Requirement 1 — Does each statement agree with the text on bio-inspired information and communication research? (a) Bio-inspired systems generally perform better than optimally designed conventional systems. (b) Bio-inspired systems use less energy, computational power and memory. (c) Sustainable information and communication systems aim for optimal performance in assumed operational conditions. Answer yes or no for each, quoting the deciding words of the text.
Requirement 2 — Continue the text on bio-inspired information and communication research, starting after its last sentence.
··· Exercise text ···
Research

 
school Biologically-inspired information and communication technology
 

Biological systems are inherently scalable, adaptive, and robust. Once we can derive and adopt fundamental principles behind those characteristics, highly sustainable information and communication systems come into reality and keep playing a role as a social infrastructure. In our Bio-system Analysis Laboratory, we conduct such bio-inspired research to analyze and apply biological algorithms and mechanisms to the establishment of novel information and communication systems and technology.

Information and communication systems, similarly to other engineered and artificial systems, have been optimally designed, built, and managed to accomplish the best performance in the assumed operational conditions. They adapt to changes and recover from failures by preparing adaptation and recovery mechanisms to maintain their performance. However, ever-increasing size, complexity, heterogeneity, and dynamic changes make such conventional methodology infeasible. Information and communication systems often face unexpected events and unassumed conditions and as a result drastic performance degradation and severe halts or failures frequently occur. In addition, even if the operational environment is as ideal as assumed, it is not possible to grasp up-to-date and complete information about constituting components and devices to conduct optimal control of a large-scale and complex information system.

Bio-inspired information and communication technology, Bio-ICT in short, is our solution to the current and emerging problems of information and communication systems. Biological systems are inherently scalable, adaptive, and robust. In general, bio-inspired systems would be non-optimal, unstable, slow, and less manageable than optimally designed and rigorously controlled conventional systems. However, there are many additional advantages. Their overhead is low, that is, consumes less energy, computational power, and memory. Because of simplicity, they are less likely to suffer from program bugs. Sustainable information and communication systems do not pursue optimal performance in the assumed or controlled operational conditions. Instead, they keep operating under dynamically changing and unexpected environments.
··· Supplied data ···
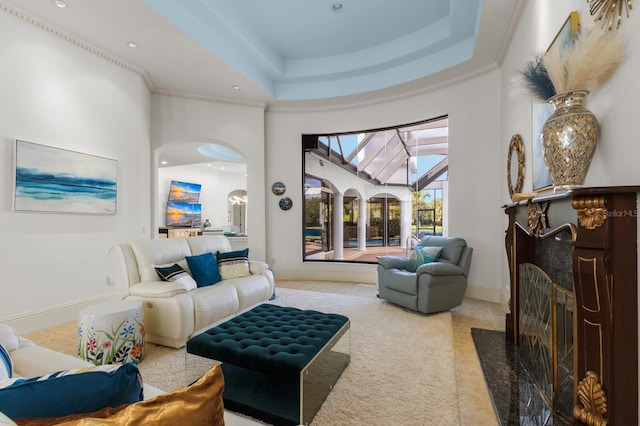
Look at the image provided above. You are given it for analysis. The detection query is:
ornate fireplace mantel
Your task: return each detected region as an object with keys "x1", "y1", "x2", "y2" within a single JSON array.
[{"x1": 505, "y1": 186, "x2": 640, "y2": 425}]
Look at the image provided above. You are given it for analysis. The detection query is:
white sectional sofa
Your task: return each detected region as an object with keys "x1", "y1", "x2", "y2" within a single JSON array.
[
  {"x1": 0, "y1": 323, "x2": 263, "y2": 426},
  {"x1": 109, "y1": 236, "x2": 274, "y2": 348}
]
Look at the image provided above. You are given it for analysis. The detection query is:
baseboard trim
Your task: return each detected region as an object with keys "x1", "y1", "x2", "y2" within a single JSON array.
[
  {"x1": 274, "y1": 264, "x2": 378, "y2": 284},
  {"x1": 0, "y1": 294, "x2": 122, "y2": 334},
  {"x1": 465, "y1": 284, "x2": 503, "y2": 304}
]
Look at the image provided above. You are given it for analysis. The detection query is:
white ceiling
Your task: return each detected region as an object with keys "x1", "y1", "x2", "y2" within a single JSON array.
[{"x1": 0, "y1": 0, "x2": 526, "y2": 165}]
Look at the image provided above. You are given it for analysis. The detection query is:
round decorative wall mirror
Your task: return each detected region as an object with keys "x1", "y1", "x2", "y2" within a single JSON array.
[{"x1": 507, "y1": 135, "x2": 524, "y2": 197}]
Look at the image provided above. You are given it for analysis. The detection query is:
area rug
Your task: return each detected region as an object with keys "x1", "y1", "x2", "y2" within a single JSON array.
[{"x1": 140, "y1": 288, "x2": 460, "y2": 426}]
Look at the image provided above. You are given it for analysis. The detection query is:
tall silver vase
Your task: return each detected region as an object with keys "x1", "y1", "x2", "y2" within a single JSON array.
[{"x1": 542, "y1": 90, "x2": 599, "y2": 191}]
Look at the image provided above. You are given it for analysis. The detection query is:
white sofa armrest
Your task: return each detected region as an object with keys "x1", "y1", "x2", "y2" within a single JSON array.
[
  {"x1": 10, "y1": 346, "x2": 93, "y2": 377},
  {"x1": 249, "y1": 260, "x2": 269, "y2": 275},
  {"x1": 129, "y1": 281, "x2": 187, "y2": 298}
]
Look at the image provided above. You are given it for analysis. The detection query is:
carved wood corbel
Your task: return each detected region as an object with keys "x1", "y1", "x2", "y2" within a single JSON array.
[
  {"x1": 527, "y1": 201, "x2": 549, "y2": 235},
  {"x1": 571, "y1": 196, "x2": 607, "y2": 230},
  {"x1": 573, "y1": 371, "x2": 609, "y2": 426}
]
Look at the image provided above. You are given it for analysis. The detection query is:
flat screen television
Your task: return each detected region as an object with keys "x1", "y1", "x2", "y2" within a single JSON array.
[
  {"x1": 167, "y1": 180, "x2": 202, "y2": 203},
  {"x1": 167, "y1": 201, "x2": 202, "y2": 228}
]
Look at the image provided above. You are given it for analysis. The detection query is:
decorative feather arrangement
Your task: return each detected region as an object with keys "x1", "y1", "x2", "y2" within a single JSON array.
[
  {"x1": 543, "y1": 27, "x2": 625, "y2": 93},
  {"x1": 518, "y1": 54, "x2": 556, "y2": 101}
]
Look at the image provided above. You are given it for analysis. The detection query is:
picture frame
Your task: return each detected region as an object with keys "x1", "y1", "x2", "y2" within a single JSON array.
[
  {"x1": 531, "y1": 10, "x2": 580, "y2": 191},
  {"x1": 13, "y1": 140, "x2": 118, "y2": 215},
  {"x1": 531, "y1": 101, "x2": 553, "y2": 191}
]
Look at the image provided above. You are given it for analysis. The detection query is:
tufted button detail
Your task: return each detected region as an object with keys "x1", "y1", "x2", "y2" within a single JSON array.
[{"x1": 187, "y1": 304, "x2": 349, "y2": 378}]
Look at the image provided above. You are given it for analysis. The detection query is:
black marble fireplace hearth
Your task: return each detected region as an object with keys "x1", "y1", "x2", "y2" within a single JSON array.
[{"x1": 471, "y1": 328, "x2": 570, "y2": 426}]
···
Expected output 1 —
(a) No: "In general, bio-inspired systems would be non-optimal, unstable, slow, and less manageable than optimally designed and rigorously controlled conventional systems."
(b) Yes: "Their overhead is low, that is, consumes less energy, computational power, and memory."
(c) No: "Sustainable information and communication systems do not pursue optimal performance in the assumed or controlled operational conditions."

Expected output 2 —
For example, a swarm of ants goes to a food source and returns to a nest in a line by selecting a shorter path at a branch. However, there is no centralized control or global view of the area. Instead, each ant decides behavior, i.e. moving direction, depending on simple rules and local information that it can evaluate and observe. As a consequence of interaction among ants, they autonomously make a short trail. Such phenomena, where a globally coordinated pattern, structure, or behavior emerges from mutual interaction among simple and autonomous entities, is called “self-organization”. Self-organization is fully distributed and known to be scalable, adaptive, and robust. By adopting self-organization principles, we can establish such an information and communication system which accomplishes not necessarily optimal but near-optimal or sufficient performance without centralized optimal control even under the influence of simultaneous failures. Another example of promising biological principles is the brain. A tremendous number of simple and tiny devices, called neurons, constitute this highly complex and amazing organ. It consumes only 10 to 30 W but performs more robust and complex computation than an energy-consuming high-performance computer. By adopting brain-inspired models, we can expect highly energy-efficient and robust communication and information processing.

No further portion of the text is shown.